From the forum thread on robot autonomous mode, reproduce word for word the passage that begins with the words "We had talked" and ends with "and the cRIO.".

====== Exercise text ======

Edit: I should point out that our robot is controlled using Jaguars only. Four Jaguars run off PWM signal to control the 4 drive motors (mecanum). Another 4 are operated off CAN to control the tube mechanism. None of the Jaguars work at all when this occurs.
I did find in testing that once you enter in autonomous mode you need to keep track of the time spent and return from the method after 15 seconds. I have a keepGoing() method that I put in all the loops and before the next step that forces a return if 15 seconds has expired.
If not, the joysticks are not sampled and the appropriate drive method called. We are doing Java but assume the program constructs are the same in labview or C++.
Just because the field switches from autonomous mode to telop mode does not impact the code you have running on your robot.
We had talked about the possibility of the robot not going out of autonomous mode, but wouldn’t that cause the User1 indicator to turn off? I’ll admit that this assumption is not based off direct knowledge, but what I had been told by the mentor who is experienced with LabView and the cRIO.
Stuck with PWM output this year (absolutely no reason to switch to CAN – everything that can be done with it can also be done by coding the Crio) and lost our camera. Everything runs so much smoother now.
Unless lab view does something special to understand the notion of autonomous vs telop I think it will simply do in a program loop or block of code what it is asked to do. If you spend 30 minutes in a loop adding up numbers no reason why the code would return/yield/interrupt that block of code because the mode changed on the field.
The way the Labview framework is written you cannot get stuck in Autonomous mode. When the field changes over, your autonomous code is terminated whether you are in a loop or not. If you change any of the framework or put your auto code somewhere other than the Autonomous Independent VI, all bets are off. Also I’m not sure if this functionality will work or not if you are in a loop that never yields the processor (IE no loop delay).
This is not the same as the C++ and Java frameworks which have no such functionality (from what I’ve been told)

====== Information ======

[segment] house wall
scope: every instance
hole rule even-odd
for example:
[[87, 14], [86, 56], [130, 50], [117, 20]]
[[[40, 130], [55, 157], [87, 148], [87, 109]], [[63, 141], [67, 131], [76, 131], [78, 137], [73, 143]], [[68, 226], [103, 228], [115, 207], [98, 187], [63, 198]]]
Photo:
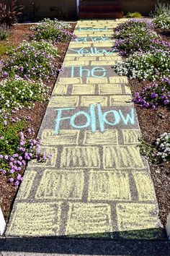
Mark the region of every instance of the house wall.
[[[9, 1], [9, 0], [6, 0]], [[120, 0], [123, 12], [139, 12], [148, 16], [158, 0]], [[169, 0], [160, 0], [169, 3]], [[32, 17], [58, 17], [59, 19], [76, 19], [76, 0], [18, 0], [18, 4], [25, 7], [24, 19], [32, 20]], [[34, 4], [35, 3], [35, 8]]]
[[[139, 12], [144, 16], [148, 16], [158, 0], [122, 0], [123, 12]], [[159, 2], [169, 3], [169, 0], [159, 0]]]

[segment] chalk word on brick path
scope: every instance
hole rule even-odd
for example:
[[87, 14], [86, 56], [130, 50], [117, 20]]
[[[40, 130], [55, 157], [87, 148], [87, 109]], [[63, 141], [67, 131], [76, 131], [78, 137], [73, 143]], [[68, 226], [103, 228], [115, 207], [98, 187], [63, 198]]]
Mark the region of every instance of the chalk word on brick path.
[[105, 42], [109, 39], [109, 38], [105, 36], [99, 36], [96, 38], [81, 37], [81, 38], [76, 38], [75, 40], [76, 42]]
[[77, 54], [112, 54], [115, 52], [115, 49], [112, 50], [106, 50], [104, 48], [97, 48], [97, 47], [91, 47], [89, 49], [87, 49], [84, 47], [81, 48], [79, 50], [73, 49], [71, 48], [69, 50], [76, 52]]
[[[60, 129], [60, 124], [62, 121], [69, 120], [70, 126], [73, 129], [83, 129], [89, 127], [92, 132], [97, 132], [97, 115], [95, 108], [97, 108], [98, 121], [99, 123], [100, 132], [104, 132], [104, 124], [109, 126], [118, 125], [122, 121], [125, 125], [135, 124], [135, 111], [132, 108], [130, 113], [123, 114], [121, 110], [116, 111], [115, 109], [109, 110], [103, 112], [100, 104], [97, 104], [97, 107], [94, 104], [90, 104], [89, 113], [86, 111], [78, 111], [72, 116], [66, 116], [66, 111], [69, 113], [69, 111], [76, 109], [76, 108], [62, 108], [56, 109], [58, 112], [57, 118], [55, 119], [55, 132], [56, 135], [58, 135]], [[62, 116], [62, 114], [65, 114], [65, 116]], [[108, 115], [112, 116], [112, 121], [107, 119]], [[86, 121], [82, 124], [79, 122], [79, 118], [84, 116]]]
[[[77, 73], [78, 72], [78, 73]], [[83, 67], [71, 67], [71, 77], [104, 77], [106, 76], [106, 69], [102, 67], [94, 67], [91, 69], [84, 69]]]

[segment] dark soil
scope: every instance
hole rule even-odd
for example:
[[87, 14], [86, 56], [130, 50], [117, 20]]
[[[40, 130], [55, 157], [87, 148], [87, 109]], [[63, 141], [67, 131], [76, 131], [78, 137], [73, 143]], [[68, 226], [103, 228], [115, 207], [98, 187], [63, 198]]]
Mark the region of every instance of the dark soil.
[[[170, 42], [170, 31], [156, 30], [164, 40]], [[141, 88], [151, 83], [150, 81], [139, 82], [130, 80], [129, 85], [133, 93], [140, 92]], [[170, 132], [170, 111], [167, 107], [160, 106], [156, 111], [143, 108], [135, 105], [138, 113], [143, 138], [153, 144], [156, 139], [164, 132]], [[170, 163], [153, 163], [149, 162], [151, 173], [155, 186], [156, 195], [159, 205], [159, 218], [165, 226], [167, 216], [170, 213]]]
[[[71, 24], [71, 31], [73, 31], [76, 24]], [[10, 46], [12, 47], [17, 47], [23, 40], [29, 40], [32, 32], [30, 31], [30, 28], [32, 25], [15, 25], [12, 30], [12, 35], [5, 40], [0, 42], [0, 44]], [[58, 43], [57, 47], [58, 48], [58, 54], [60, 57], [56, 59], [56, 62], [58, 64], [58, 68], [62, 65], [65, 54], [66, 53], [67, 48], [68, 47], [69, 42], [66, 43]], [[6, 58], [8, 56], [3, 56], [2, 58]], [[57, 78], [57, 77], [56, 77]], [[55, 79], [53, 79], [50, 82], [50, 93], [52, 93], [53, 88], [54, 87]], [[38, 130], [40, 129], [42, 119], [45, 113], [48, 101], [43, 103], [35, 103], [33, 109], [29, 109], [27, 108], [24, 108], [17, 113], [17, 116], [30, 116], [31, 120], [29, 121], [28, 127], [34, 129], [36, 137]], [[27, 128], [28, 128], [28, 127]], [[24, 170], [23, 170], [24, 172]], [[10, 216], [11, 209], [14, 200], [16, 197], [18, 187], [14, 187], [12, 184], [7, 182], [8, 178], [0, 172], [0, 206], [1, 208], [2, 212], [4, 213], [4, 218], [6, 222], [9, 220]]]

======

§ **Response for this exercise**:
We had talked about the possibility of the robot not going out of autonomous mode, but wouldn’t that cause the User1 indicator to turn off? I’ll admit that this assumption is not based off direct knowledge, but what I had been told by the mentor who is experienced with LabView and the cRIO.